Segment Open

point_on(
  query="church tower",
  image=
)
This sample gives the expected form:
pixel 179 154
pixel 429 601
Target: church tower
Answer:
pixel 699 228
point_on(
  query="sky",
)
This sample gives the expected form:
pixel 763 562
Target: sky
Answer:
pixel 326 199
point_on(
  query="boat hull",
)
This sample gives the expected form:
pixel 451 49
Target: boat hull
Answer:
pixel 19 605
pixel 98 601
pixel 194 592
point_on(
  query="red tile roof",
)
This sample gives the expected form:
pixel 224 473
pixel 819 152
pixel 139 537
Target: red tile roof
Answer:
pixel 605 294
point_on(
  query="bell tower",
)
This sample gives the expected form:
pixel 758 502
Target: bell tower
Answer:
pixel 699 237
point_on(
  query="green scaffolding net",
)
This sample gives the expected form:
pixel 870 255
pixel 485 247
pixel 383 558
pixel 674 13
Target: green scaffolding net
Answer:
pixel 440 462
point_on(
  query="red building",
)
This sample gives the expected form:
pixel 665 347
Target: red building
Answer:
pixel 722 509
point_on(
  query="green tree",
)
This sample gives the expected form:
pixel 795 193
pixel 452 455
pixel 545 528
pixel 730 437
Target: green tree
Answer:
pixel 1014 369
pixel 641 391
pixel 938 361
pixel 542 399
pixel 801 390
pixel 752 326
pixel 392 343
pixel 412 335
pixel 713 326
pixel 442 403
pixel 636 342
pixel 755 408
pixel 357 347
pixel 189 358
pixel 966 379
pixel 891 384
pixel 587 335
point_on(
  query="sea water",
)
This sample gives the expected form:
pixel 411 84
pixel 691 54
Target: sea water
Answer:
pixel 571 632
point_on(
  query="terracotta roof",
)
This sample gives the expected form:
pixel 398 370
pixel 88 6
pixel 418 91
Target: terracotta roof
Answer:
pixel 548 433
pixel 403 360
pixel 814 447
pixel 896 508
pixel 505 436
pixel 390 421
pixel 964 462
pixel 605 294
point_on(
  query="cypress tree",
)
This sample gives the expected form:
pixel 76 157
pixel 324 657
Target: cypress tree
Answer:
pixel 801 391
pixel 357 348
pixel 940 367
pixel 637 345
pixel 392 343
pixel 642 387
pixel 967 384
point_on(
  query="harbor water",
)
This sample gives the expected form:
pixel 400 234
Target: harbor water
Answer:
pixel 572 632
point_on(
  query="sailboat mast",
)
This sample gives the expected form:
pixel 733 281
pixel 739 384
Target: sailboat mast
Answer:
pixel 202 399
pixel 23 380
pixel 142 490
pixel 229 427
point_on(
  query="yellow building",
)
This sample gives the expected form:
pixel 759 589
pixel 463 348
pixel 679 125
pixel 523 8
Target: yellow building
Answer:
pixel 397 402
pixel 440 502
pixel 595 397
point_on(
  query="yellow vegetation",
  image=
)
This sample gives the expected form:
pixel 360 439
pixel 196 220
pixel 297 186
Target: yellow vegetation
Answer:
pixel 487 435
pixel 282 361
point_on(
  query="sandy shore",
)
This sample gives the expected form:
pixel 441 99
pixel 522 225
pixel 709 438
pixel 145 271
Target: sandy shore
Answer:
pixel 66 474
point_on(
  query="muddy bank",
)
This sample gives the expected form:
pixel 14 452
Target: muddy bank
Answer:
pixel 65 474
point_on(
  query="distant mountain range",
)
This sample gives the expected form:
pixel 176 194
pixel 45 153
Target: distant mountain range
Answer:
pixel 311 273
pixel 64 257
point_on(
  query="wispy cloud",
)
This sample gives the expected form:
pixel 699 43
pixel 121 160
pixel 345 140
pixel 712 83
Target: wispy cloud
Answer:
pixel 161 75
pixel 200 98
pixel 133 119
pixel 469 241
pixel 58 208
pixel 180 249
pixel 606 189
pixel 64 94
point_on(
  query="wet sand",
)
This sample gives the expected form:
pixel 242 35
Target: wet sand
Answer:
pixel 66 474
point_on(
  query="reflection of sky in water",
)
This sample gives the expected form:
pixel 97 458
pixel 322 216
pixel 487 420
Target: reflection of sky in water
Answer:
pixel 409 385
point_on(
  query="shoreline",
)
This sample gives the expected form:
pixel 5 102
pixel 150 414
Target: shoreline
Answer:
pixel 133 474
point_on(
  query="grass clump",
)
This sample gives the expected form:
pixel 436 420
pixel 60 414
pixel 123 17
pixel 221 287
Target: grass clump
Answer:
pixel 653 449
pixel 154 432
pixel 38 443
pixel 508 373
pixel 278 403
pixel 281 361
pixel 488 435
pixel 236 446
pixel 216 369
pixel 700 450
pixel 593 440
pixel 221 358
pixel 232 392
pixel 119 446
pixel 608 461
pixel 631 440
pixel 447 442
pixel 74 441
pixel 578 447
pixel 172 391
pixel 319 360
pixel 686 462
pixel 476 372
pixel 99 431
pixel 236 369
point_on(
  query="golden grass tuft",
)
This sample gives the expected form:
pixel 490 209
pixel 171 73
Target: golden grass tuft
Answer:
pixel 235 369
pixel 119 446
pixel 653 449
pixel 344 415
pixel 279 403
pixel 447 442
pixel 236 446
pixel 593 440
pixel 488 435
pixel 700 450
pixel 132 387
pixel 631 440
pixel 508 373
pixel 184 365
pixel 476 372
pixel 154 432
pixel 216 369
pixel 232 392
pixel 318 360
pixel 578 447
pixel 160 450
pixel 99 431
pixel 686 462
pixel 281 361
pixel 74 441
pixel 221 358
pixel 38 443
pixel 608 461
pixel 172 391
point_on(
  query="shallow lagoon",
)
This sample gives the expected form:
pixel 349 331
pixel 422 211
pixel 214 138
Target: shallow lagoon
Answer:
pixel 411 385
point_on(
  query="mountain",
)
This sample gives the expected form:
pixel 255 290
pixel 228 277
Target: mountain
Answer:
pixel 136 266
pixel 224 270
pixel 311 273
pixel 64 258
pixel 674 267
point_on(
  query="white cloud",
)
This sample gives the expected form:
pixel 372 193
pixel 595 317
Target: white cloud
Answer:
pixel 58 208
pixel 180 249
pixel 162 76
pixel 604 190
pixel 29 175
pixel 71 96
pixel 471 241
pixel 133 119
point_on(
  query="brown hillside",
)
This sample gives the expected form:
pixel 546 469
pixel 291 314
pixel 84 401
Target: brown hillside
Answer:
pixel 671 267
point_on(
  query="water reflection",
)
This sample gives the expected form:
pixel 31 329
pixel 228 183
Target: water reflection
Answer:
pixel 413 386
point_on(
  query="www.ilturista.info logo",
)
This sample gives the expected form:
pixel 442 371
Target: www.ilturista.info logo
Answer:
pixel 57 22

Segment Closed

Problem: Could you restate every entry above word for word?

Response to the exercise:
point_on(
  query="church tower",
  image=
)
This sample gives the expected form:
pixel 179 154
pixel 429 601
Target: church tower
Answer:
pixel 699 228
point_on(
  query="sky",
)
This sample gives the expected form:
pixel 763 562
Target: sky
Answer:
pixel 326 199
point_on(
  query="boat hull",
)
This sample gives the expected form:
pixel 451 49
Target: boat hull
Answer:
pixel 19 605
pixel 98 601
pixel 194 592
point_on(
  query="red tile roof",
)
This sample gives the expected form:
pixel 224 473
pixel 819 152
pixel 139 537
Target: red tile roof
Answer:
pixel 605 294
point_on(
  query="bell tower",
)
This sample gives the expected form:
pixel 758 502
Target: bell tower
Answer:
pixel 699 237
point_on(
  query="green scaffolding net",
)
This sample gives the expected form:
pixel 870 255
pixel 485 247
pixel 383 558
pixel 674 13
Target: green scaffolding net
Answer:
pixel 440 462
point_on(
  query="red building",
)
This sample gives the expected form:
pixel 665 347
Target: red building
Answer:
pixel 722 509
point_on(
  query="green tree",
)
This sample gives the expected form:
pixel 795 193
pixel 452 455
pixel 545 528
pixel 730 437
Target: green tree
Answer:
pixel 1014 369
pixel 641 391
pixel 938 361
pixel 542 399
pixel 801 390
pixel 752 326
pixel 392 343
pixel 412 335
pixel 713 326
pixel 442 403
pixel 636 342
pixel 755 408
pixel 357 347
pixel 189 358
pixel 966 379
pixel 891 384
pixel 587 335
point_on(
  query="sea water",
)
This sample gives the expected form:
pixel 411 84
pixel 691 54
Target: sea water
Answer:
pixel 571 632
point_on(
  query="terracotta roof",
)
This sample gives the expected form:
pixel 398 370
pixel 88 6
pixel 418 91
Target: terracotta roof
Answer:
pixel 548 433
pixel 403 360
pixel 814 447
pixel 896 508
pixel 505 436
pixel 390 421
pixel 964 462
pixel 605 294
point_on(
  query="cypress tree",
)
This sample gives the expected form:
pixel 76 157
pixel 324 657
Target: cypress tree
Answer:
pixel 801 391
pixel 357 348
pixel 940 367
pixel 637 345
pixel 392 343
pixel 642 387
pixel 967 384
point_on(
  query="harbor water",
)
This sample gives the expected form:
pixel 400 234
Target: harbor water
Answer:
pixel 572 632
point_on(
  query="sailboat mast",
)
This sample gives the expected form:
pixel 733 281
pixel 739 384
Target: sailboat mast
Answer:
pixel 202 399
pixel 23 380
pixel 142 490
pixel 229 427
point_on(
  query="yellow building",
)
This sample gives the expected form:
pixel 759 589
pixel 463 348
pixel 679 125
pixel 523 8
Target: yellow building
Answer:
pixel 397 402
pixel 440 502
pixel 595 397
point_on(
  query="yellow vegetation",
  image=
)
This sample gives the expected form:
pixel 360 439
pixel 196 220
pixel 297 186
Target: yellow vegetation
Answer:
pixel 487 435
pixel 282 361
point_on(
  query="sandy shore",
)
This sample gives the expected form:
pixel 441 99
pixel 522 225
pixel 709 438
pixel 145 271
Target: sandy shore
Answer:
pixel 66 474
point_on(
  query="muddy bank",
)
This sample gives the expected form:
pixel 14 452
Target: muddy bank
Answer:
pixel 65 474
point_on(
  query="distant mountain range",
)
This sample gives the expected form:
pixel 176 194
pixel 45 153
Target: distant mountain range
Answer:
pixel 311 273
pixel 64 257
point_on(
  query="wispy cloud",
)
This sample gives the expected form:
pixel 699 43
pixel 121 160
pixel 345 140
pixel 712 83
Target: wispy cloud
Answer:
pixel 161 75
pixel 200 98
pixel 133 119
pixel 469 241
pixel 58 208
pixel 180 249
pixel 606 189
pixel 64 94
point_on(
  query="wet sand",
)
This sample gives the expected form:
pixel 242 35
Target: wet sand
Answer:
pixel 66 474
point_on(
  query="reflection of sky in water",
)
This sample gives the expected form:
pixel 97 458
pixel 322 216
pixel 487 420
Target: reflection of sky in water
Answer:
pixel 409 385
point_on(
  query="shoreline",
)
This sample gives the expected form:
pixel 5 102
pixel 150 414
Target: shoreline
Answer:
pixel 133 474
point_on(
  query="grass clump",
)
This sample gives the expected form:
pixel 436 420
pixel 60 414
pixel 123 17
pixel 221 287
Target: grass clump
Answer:
pixel 653 449
pixel 154 432
pixel 38 443
pixel 508 373
pixel 278 403
pixel 281 361
pixel 488 435
pixel 236 446
pixel 216 369
pixel 700 450
pixel 593 440
pixel 221 358
pixel 232 392
pixel 119 446
pixel 608 461
pixel 631 440
pixel 447 442
pixel 74 441
pixel 578 447
pixel 172 391
pixel 319 360
pixel 686 462
pixel 476 372
pixel 99 431
pixel 236 369
point_on(
  query="golden grass tuft",
)
This sample gives the expected form:
pixel 490 209
pixel 171 73
Target: golden grass tuft
Answer:
pixel 235 369
pixel 119 446
pixel 653 449
pixel 344 415
pixel 279 403
pixel 447 442
pixel 236 446
pixel 593 440
pixel 488 435
pixel 700 450
pixel 132 387
pixel 631 440
pixel 508 373
pixel 184 365
pixel 476 372
pixel 154 432
pixel 216 369
pixel 232 392
pixel 318 360
pixel 578 447
pixel 160 450
pixel 99 431
pixel 686 462
pixel 281 361
pixel 74 441
pixel 221 358
pixel 38 443
pixel 608 461
pixel 172 391
point_on(
  query="shallow lagoon",
)
This sample gives the expected form:
pixel 349 331
pixel 422 211
pixel 214 138
Target: shallow lagoon
Answer:
pixel 411 385
point_on(
  query="mountain",
)
This sample gives the expected form:
pixel 255 290
pixel 228 277
Target: mountain
Answer:
pixel 136 266
pixel 224 270
pixel 311 273
pixel 64 258
pixel 674 267
point_on(
  query="white cloud",
)
This sample gives the expected form:
pixel 372 193
pixel 595 317
Target: white cloud
Answer:
pixel 58 208
pixel 180 249
pixel 162 76
pixel 604 190
pixel 29 175
pixel 71 96
pixel 471 241
pixel 133 119
point_on(
  query="brown hillside",
)
This sample gives the expected form:
pixel 546 469
pixel 291 314
pixel 84 401
Target: brown hillside
Answer:
pixel 671 267
point_on(
  query="water reflection",
)
This sample gives the expected form:
pixel 31 329
pixel 228 183
Target: water reflection
Answer:
pixel 413 386
point_on(
  query="www.ilturista.info logo",
)
This sample gives the expected form:
pixel 442 371
Target: www.ilturista.info logo
Answer:
pixel 57 22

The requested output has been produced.